## Aim
The listing below should be printed exactly, every line of it. Skip the pictures.

## Data for this task
# # # #
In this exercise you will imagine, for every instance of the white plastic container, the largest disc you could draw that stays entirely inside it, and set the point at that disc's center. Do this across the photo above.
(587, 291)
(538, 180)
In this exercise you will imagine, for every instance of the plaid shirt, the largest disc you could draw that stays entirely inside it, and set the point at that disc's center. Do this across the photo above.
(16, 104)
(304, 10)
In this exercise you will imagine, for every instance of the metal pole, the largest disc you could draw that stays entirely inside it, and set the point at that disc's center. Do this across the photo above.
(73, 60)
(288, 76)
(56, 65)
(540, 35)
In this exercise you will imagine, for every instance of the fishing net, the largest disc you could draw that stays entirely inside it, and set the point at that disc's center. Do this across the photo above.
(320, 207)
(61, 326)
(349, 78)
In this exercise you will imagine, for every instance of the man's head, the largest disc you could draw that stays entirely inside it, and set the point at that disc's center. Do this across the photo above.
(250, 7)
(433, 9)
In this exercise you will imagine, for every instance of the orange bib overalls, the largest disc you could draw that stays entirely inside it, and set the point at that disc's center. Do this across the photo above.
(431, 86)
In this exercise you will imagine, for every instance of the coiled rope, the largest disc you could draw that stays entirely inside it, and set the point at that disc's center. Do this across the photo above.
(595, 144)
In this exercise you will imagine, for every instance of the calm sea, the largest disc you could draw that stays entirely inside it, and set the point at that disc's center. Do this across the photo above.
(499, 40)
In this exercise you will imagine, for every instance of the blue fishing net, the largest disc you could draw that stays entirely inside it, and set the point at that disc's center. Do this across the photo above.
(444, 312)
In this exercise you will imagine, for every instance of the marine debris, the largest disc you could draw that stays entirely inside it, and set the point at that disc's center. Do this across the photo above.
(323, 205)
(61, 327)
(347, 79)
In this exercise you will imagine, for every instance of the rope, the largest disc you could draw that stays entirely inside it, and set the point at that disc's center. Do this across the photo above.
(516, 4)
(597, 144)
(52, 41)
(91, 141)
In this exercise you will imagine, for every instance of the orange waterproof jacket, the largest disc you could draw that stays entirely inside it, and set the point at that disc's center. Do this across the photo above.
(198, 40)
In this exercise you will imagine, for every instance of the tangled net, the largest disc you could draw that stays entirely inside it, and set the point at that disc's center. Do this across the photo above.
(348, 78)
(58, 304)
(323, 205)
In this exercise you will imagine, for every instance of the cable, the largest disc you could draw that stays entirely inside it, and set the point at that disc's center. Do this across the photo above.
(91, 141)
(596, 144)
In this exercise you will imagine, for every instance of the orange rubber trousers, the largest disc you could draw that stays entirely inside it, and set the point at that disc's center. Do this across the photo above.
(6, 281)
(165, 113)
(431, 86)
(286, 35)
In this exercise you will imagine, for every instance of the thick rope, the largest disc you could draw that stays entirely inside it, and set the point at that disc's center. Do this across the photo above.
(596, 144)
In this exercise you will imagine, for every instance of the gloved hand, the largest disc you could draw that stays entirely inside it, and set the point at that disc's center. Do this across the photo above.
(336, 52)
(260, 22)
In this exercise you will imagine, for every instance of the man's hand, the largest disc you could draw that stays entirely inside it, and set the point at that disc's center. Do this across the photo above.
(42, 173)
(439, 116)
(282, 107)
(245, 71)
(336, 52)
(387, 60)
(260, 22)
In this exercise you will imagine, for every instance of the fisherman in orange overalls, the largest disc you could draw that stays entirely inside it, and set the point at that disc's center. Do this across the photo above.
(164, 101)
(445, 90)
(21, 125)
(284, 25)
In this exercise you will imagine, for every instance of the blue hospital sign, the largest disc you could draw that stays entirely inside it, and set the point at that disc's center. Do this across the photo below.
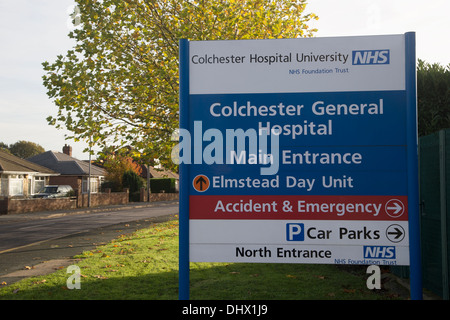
(298, 150)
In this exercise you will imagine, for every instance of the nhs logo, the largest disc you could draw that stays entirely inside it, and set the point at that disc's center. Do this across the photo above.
(365, 57)
(295, 232)
(379, 252)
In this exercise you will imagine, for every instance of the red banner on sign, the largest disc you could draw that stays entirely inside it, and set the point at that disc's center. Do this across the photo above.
(299, 207)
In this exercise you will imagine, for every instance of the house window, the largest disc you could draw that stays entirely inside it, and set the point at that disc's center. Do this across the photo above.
(39, 184)
(16, 185)
(94, 185)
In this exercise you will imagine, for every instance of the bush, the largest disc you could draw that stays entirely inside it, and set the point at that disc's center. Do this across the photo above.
(159, 185)
(132, 181)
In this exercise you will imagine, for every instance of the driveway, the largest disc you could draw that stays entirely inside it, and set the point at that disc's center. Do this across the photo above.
(40, 243)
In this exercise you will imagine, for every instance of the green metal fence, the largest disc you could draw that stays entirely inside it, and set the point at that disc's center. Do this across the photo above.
(434, 179)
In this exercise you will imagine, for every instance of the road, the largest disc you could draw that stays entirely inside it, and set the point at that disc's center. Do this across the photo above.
(25, 243)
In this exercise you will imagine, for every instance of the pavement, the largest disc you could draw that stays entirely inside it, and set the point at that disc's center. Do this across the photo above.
(42, 257)
(47, 256)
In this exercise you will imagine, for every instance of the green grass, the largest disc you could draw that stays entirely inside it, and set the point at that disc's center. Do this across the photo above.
(144, 265)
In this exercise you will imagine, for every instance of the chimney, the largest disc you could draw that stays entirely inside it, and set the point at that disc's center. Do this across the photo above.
(67, 150)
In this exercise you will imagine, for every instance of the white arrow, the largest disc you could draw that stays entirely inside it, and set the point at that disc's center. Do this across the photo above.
(397, 208)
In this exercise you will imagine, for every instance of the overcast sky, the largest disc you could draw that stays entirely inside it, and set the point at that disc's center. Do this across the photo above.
(33, 31)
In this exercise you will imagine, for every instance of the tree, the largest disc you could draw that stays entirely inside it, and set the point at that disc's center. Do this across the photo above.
(25, 149)
(116, 164)
(433, 92)
(119, 84)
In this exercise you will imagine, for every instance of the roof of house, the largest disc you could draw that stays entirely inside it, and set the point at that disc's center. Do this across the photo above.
(10, 163)
(65, 164)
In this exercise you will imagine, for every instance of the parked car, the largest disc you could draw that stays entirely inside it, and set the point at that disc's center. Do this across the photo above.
(58, 191)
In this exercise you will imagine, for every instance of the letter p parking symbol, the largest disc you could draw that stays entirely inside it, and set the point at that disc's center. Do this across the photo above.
# # # #
## Full output
In this exercise you will imagine, for every instance of the white plastic container, the largest disc you could draw that stays entirely inside it, and set the point at that disc's center. Do this across the photo above.
(587, 291)
(538, 180)
In this exercise you will imagine, for every instance of the plaid shirt, the largest disc you could draw that stays entirely inside it, and set the point at that disc's center. Do this across the photo above.
(16, 104)
(304, 10)
In this exercise you will imagine, for every instance of the metal pole, the largest disc you could draw that stays entirely inside it, and set the point at that disc's center. Do this across the photo above.
(73, 60)
(288, 76)
(56, 65)
(540, 35)
In this exercise you will imagine, for every instance of the fishing net, the largest disc you could draw that stays entirely inside it, and set the point at that disc's center. Do this across the photo above.
(320, 207)
(61, 326)
(349, 78)
In this exercise you will imagine, for every instance of the man's head, the largest disc you could draw that stays entirely inside it, and set the point at that disc's center. Do this across the photo above.
(250, 7)
(433, 9)
In this exercise you will imagine, for every instance of the orange bib overalls, the largest disc you could draw that stays entirely inside it, and set the point at that disc's center. Do this across the photo above.
(431, 86)
In this exercise you will imagine, for every instance of the coiled rope, the largest disc you could draw that stays entirely inside it, and set the point at that disc's center. Do this across the photo above.
(595, 144)
In this exercise you will imagine, for every instance of the calm sea, the largest disc you could draw that stays entirely inside it, and set the point at that disc's center. Do this across the photo above.
(499, 40)
In this exercise you will imagine, for every instance of the blue fishing net, the largest disc you could draw that stays entirely inside it, and set the point at that disc's center. Do this across the photo above.
(444, 312)
In this exercise you will imagine, for every instance of the marine debris, the largest disc you could draw that stays entirely inside it, and set the point at that disc's center. Do this across the photo above.
(323, 205)
(61, 327)
(347, 79)
In this exercise you will imagine, for every instance of the rope, the largest disc you could draw that stays entirely inside it, and set the point at that disc's center. Do this across the photo above.
(516, 4)
(597, 144)
(52, 41)
(91, 141)
In this exercise you will imagine, for every instance of the orange waterproof jacket, the largest disc you could draw that stays entirely inside it, and set the point at that disc's center. Do this across the photo above.
(198, 40)
In this exercise you will imagine, for every instance of the tangled net, the largest disc you could draw that stays entirely inside it, and set the point at that disc's center. Do this across the photo above.
(348, 78)
(58, 304)
(323, 205)
In this exercise you will imagine, for every instance of the cable, the largest disc you could draw that stays entirely inside it, and set the point at that disc's center. Do this across the photo above.
(91, 141)
(596, 144)
In this exercise you will imagine, for every instance of the orange rubber trousers, the largest disc you could draw that stays entirely inside it, and set the point at that disc's center. Do this across the photo above.
(6, 281)
(165, 113)
(431, 86)
(286, 35)
In this exercise you will imagine, for every instance of the thick rope, the largest disc you could draw that stays entirely inside it, and set the point at that disc's center. Do this across the photo above.
(596, 144)
In this exercise you will imagine, for every instance of the gloved hand, the largest disc you could draw that stays entirely inside it, and set the point at that disc's center. Do this across the photo above.
(336, 52)
(260, 22)
In this exercise you will imagine, for every instance of the man's hand, the largest disc you could draw that stays entirely inside it, and set the point at that disc's center. Do this across the photo above.
(42, 173)
(439, 116)
(282, 107)
(245, 71)
(336, 52)
(387, 60)
(260, 22)
In this exercise you will imagine, for every instance of the fisherman in orange overalls, the largest disc you could draw that stays entirely inside it, and set the point at that disc's center. Do this across the photo above.
(164, 101)
(445, 90)
(21, 125)
(284, 25)
In this exercise you will imagine, for every instance of the blue hospital sign, the largest disc you could draw that stays entirely inside it, and set the point at that disc's center. Do this across the photo below.
(298, 150)
In this exercise you will imagine, for every instance of the nhs logo, the largest disc you could draw that stays entirely inside it, and set the point at that disc's center. Do this across the photo above.
(365, 57)
(295, 232)
(379, 252)
In this exercise you will imagine, for every instance of the red banner on sign, the largest disc you could draw that stays entirely inside it, and set the point at that disc's center. Do this across the photo above.
(299, 207)
In this exercise you will imagine, for every instance of the house window, the largest disc you could draw that stays entirely inside it, and set the point at that disc's center. Do this across the photo above.
(39, 184)
(16, 185)
(94, 185)
In this exercise you will imagine, for every instance of the bush, the largest disc you could draw that stays entirely inside it, and set the point at that disc's center. Do this across the photo above.
(159, 185)
(132, 181)
In this exercise you will imagine, for every instance of the driveway, the largest disc you could draw that stays entirely inside it, and set the point at that disc's center. Do this across the photo above.
(40, 243)
In this exercise you will imagine, for every instance of the green metal fence, the largest disc you could draw that stays entirely inside it, and set the point at that disc's center. Do this across the photo above.
(434, 179)
In this exercise you will imagine, for every instance of the road, the largest disc you could draw that stays entirely inside it, and set the point at that disc's center. Do this across the photo above.
(25, 243)
In this exercise you will imagine, for every instance of the pavement, the largest disc you could draw that stays entirely inside it, and set the point at that disc's center. Do this across the photo above.
(42, 257)
(47, 256)
In this exercise you will imagine, for every instance of the green grass, the largest disc you could draw that stays entirely inside it, and set the point at that disc's center. Do this across the photo above.
(144, 265)
In this exercise you will imagine, for every instance of the chimney, the largest disc you could draw that stays entirely inside it, and set the point at that disc's center. Do this across the photo above.
(67, 150)
In this exercise you will imagine, for every instance of the white arrow, the largest disc you could draw that stays entirely inside it, and set the point at that disc's center. Do this across the photo above.
(397, 208)
In this exercise you will imagine, for every instance of the overcast sky, the largest disc you could draw that stays entirely inside it, and set the point at that disc's center. Do this across the photo above.
(33, 31)
In this exercise you will imagine, for every instance of the tree, the largest disc you could draw that stays entirely inside it, and set the point at that disc's center. Do this across the photo above.
(25, 149)
(116, 164)
(433, 92)
(119, 84)
In this exercise you will imagine, for every instance of the roof of house, the largest disc you could draw that stays entirely inside it, and set the point at that disc's center. Do this across the photo above.
(10, 163)
(65, 164)
In this exercise you will imagine, for every instance of the parked car, the largest disc you could draw that stays entirely inside it, and set the point at that disc's center. Do this across the photo above.
(58, 191)
In this exercise you will imagine, for every instance of the letter p parking symbol, the largest disc you could draw that stays entirely inside it, and set the point at that disc's center. Do this across the photo above.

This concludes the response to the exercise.